# [WAS ZU TUN IST]
Entnimm dem Textauszug zu Hochwasser und Überschwemmungen wortgetreu den Abschnitt, der mit den Worten „3. Hochwasser mit“ einsetzt und mit „(HQselten / HQextrem)“ schließt.

02.23 Hochwasser und Überschwemmungen

Methode

Für Gebiete, für die ein Hochwasserrisiko festgestellt wurde, sind HWGK und HWRK zu erarbeiten bzw. aktualisieren und ÜSG festzusetzen. Die HWGK zeigen, welche Flächen bei Hochwasserereignissen unterschiedlicher Eintrittswahrscheinlichkeit betroffen sind. In Berlin werden entsprechend HWRM-RL folgende drei Hochwasserszenarien betrachtet:

  1. Hochwasser mit niedriger Wahrscheinlichkeit oder extremes Ereignis (seltenes Ereignis, HQselten/ HQextrem)
  2. Hochwasser mit mittlerer Wahrscheinlichkeit (mittleres Ereignis, HQmittel)
  3. Hochwasser mit hoher Wahrscheinlichkeit (häufiges Ereignis, HQhäufig)

Nach den Festlegungen in der Flussgebietsgemeinschaft Elbe sind die Hochwasserereignisse bzw. Hochwasserszenarien wie in Tabelle 1 definiert.

Tab. 1: Definition Hochwasserereignisse/Hochwasserszenarien

  • Ereignis

    Beschreibung

  • seltenes Ereignis
    (HQselten / HQextrem)

    Ein HQselten bzw. HQextrem ist statistisch gesehen ein sehr seltenes Ereignis. Unter Extremereignissen sind Ereignisse zu verstehen, die das Versagen von Hochwasserschutzeinrichtungen, ungünstige Kombination seltener Hochwasserereignisse oder eine ungünstige Kombination seltener Hochwasserereignisse und Abflussbeeinträchtigungen baulicher oder sonstiger Art darstellen. Für die Elbe wird grundsätzlich dort, wo Hochwasserschutzanlagen vorhanden sind, das Extremereignis mit Versagen von Hochwasserschutzanlagen dargestellt. Für die Darstellung von Überschwemmungsflächen wird das HQ200, welches statistisch gesehen alle 200 Jahre auftritt, verwendet. In Bereichen, in denen keine Hochwasserschutzanlagen vorhanden sind, wird ebenfalls HQ200 dargestellt.

# [BEREITGESTELLTES MATERIAL]
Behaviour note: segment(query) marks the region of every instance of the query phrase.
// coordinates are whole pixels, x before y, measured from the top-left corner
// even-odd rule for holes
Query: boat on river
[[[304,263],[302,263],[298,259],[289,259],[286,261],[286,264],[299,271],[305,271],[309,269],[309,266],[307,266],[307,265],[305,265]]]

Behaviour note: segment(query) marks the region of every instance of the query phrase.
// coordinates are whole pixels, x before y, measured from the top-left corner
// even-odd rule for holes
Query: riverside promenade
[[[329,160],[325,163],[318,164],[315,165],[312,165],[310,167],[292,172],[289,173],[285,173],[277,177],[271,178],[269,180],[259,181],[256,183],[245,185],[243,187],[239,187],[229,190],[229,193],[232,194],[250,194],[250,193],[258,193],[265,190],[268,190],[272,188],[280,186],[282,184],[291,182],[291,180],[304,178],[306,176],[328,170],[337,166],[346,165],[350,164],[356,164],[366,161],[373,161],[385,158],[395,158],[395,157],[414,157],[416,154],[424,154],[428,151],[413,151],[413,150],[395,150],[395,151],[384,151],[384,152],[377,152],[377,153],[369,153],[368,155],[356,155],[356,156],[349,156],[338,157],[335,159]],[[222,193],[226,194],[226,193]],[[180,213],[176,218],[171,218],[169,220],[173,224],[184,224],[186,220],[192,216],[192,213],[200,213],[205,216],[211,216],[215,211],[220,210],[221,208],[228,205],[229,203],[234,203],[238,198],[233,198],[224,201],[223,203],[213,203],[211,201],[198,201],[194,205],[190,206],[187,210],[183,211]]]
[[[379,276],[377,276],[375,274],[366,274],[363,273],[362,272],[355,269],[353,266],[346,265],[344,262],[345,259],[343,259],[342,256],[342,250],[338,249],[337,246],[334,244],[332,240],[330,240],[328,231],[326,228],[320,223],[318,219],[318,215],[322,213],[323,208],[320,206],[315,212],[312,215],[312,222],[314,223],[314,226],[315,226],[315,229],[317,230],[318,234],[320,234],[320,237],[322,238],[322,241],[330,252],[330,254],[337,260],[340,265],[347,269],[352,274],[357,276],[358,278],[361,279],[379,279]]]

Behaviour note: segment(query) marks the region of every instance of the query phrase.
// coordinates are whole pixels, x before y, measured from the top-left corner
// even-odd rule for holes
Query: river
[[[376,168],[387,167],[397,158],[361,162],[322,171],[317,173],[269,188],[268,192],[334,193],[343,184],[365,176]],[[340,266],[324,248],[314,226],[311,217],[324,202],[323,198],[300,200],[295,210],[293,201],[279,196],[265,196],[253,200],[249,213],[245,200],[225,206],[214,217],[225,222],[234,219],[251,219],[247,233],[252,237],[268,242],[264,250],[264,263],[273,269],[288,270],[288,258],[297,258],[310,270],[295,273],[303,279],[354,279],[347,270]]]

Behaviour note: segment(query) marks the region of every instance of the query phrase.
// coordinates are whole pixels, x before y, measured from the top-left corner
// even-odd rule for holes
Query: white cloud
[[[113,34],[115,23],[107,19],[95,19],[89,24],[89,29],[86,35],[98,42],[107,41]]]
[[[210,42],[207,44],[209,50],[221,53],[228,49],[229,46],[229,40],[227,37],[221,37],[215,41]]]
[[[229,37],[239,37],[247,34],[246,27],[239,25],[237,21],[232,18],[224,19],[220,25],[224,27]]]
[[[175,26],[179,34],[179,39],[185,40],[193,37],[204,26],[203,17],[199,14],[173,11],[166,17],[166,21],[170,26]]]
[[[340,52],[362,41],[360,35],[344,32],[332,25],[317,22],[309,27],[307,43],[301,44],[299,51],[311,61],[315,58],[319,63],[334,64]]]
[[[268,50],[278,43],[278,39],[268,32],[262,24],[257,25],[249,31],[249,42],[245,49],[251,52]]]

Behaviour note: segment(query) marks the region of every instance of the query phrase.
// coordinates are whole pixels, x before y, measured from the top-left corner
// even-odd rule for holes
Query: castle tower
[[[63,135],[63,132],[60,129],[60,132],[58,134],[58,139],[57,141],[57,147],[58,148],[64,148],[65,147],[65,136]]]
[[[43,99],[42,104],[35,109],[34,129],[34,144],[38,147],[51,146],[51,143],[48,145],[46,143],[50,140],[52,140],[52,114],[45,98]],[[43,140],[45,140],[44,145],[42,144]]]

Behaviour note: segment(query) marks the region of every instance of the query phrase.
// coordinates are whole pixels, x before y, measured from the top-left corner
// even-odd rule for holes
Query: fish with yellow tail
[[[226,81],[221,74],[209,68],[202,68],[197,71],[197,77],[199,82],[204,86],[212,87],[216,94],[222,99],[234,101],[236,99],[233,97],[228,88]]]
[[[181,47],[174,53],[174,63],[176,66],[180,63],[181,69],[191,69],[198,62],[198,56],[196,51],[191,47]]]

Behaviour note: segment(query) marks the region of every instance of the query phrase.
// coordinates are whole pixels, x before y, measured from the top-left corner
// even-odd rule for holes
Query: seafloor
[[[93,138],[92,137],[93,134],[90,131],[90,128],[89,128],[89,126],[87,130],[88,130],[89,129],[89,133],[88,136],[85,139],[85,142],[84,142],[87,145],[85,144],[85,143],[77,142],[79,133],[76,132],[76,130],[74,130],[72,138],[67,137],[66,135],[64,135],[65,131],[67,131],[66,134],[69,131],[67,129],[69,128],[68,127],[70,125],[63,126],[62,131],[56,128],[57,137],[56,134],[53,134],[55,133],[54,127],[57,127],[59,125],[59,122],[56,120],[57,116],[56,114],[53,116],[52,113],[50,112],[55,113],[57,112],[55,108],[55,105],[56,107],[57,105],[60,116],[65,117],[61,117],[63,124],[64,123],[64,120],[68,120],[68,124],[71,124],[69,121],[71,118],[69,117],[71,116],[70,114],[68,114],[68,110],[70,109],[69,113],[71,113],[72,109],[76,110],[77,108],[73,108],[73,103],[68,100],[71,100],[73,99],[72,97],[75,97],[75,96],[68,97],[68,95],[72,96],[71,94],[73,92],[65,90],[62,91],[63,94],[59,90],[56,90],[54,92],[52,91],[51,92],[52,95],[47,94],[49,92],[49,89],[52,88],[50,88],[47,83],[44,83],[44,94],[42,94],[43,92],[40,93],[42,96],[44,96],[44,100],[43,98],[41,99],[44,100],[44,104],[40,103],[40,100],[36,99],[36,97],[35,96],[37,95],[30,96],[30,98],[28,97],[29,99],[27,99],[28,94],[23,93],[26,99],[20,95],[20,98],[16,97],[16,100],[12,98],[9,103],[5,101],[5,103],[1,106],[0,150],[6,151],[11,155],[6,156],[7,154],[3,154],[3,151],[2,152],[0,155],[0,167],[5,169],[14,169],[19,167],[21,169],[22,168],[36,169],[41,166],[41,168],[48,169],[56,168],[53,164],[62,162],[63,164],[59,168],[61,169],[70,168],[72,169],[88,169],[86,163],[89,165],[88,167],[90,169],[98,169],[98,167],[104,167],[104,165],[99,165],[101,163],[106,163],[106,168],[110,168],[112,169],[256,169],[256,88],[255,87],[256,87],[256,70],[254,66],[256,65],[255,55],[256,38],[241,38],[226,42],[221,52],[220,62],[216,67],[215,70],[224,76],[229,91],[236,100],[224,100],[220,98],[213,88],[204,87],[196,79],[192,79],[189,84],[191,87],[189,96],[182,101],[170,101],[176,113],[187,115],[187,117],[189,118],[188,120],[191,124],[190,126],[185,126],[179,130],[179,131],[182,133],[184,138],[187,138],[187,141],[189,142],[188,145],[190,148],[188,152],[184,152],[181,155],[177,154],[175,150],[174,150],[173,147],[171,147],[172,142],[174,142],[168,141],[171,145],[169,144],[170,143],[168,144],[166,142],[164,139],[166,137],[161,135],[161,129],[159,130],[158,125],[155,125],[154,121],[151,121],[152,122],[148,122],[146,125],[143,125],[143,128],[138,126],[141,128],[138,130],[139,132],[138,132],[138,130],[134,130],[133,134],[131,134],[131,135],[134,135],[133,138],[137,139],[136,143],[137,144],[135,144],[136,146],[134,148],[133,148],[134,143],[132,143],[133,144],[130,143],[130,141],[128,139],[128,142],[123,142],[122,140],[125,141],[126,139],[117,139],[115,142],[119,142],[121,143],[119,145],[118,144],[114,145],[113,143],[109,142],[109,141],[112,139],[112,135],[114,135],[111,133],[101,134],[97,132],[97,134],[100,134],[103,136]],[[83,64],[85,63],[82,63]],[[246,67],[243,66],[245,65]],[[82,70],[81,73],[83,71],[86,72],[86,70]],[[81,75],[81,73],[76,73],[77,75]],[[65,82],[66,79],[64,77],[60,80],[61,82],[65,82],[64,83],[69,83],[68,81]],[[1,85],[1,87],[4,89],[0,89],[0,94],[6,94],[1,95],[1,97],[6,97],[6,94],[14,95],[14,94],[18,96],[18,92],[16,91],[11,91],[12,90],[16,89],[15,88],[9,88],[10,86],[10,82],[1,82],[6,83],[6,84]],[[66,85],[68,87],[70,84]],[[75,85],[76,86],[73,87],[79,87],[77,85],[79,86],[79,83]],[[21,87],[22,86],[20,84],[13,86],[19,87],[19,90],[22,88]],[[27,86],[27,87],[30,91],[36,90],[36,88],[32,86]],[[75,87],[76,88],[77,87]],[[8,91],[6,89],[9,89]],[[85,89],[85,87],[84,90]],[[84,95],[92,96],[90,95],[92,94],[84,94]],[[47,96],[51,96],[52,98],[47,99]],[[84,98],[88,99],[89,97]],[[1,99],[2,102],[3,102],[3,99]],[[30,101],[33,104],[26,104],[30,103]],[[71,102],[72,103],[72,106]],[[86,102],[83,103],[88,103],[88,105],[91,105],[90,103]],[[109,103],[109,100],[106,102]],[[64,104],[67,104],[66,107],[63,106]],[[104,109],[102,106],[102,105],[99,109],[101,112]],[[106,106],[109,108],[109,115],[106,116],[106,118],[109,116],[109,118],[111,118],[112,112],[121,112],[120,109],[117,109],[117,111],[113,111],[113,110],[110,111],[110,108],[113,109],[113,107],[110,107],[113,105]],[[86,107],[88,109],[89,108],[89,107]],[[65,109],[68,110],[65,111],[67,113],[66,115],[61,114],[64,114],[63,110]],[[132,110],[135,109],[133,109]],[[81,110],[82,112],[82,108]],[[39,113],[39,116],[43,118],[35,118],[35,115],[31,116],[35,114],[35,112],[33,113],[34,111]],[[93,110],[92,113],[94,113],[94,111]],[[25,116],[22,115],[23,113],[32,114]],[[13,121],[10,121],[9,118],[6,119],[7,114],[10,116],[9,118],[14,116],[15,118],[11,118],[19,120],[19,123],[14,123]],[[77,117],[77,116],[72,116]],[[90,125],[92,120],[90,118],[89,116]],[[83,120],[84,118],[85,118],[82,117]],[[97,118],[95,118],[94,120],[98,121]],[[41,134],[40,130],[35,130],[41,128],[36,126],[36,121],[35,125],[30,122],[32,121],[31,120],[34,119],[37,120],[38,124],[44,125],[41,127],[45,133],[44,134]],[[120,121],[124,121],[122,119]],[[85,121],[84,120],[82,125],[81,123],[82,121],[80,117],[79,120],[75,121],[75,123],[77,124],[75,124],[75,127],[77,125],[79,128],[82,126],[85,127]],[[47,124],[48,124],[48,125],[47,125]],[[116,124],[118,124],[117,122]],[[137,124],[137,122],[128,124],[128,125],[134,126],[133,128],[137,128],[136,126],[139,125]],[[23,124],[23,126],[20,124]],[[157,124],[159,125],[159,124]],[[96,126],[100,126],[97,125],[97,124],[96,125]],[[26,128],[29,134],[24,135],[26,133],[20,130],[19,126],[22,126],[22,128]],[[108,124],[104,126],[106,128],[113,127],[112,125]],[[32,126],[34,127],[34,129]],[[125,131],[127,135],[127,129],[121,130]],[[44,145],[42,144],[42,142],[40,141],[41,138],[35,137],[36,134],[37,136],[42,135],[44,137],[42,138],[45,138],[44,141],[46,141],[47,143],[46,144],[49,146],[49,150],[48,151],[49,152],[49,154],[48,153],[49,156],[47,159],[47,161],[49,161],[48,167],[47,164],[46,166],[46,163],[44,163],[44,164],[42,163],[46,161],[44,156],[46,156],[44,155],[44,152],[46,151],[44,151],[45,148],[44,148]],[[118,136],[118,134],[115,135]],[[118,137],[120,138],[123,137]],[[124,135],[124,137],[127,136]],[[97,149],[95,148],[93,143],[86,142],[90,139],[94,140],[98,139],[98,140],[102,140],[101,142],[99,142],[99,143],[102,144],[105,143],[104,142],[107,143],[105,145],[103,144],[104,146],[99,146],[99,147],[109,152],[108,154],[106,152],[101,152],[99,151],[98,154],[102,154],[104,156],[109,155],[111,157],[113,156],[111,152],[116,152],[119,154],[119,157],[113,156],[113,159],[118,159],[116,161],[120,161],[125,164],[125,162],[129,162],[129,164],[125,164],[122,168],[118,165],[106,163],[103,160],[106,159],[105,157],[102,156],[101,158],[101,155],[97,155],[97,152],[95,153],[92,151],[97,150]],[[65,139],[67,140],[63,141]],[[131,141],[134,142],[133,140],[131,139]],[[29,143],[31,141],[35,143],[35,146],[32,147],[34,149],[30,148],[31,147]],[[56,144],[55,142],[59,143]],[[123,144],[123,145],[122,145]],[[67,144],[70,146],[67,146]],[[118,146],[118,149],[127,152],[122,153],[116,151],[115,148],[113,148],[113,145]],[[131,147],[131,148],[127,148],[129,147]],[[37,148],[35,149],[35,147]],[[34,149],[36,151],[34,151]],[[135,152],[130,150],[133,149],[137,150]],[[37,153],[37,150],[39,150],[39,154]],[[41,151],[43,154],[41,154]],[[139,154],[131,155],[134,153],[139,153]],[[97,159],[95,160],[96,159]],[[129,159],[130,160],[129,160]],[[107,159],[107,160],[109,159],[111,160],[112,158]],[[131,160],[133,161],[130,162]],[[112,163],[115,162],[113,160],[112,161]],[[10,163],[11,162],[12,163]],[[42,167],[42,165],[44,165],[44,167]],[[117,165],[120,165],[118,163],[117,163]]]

# [VOLLSTÄNDIGE LÖSUNG]
3. Hochwasser mit hoher Wahrscheinlichkeit (häufiges Ereignis, HQhäufig)

Nach den Festlegungen in der Flussgebietsgemeinschaft Elbe sind die Hochwasserereignisse bzw. Hochwasserszenarien wie in Tabelle 1 definiert.

Tab. 1: Definition Hochwasserereignisse/Hochwasserszenarien

  • Ereignis

    Beschreibung

  • seltenes Ereignis
    (HQselten / HQextrem)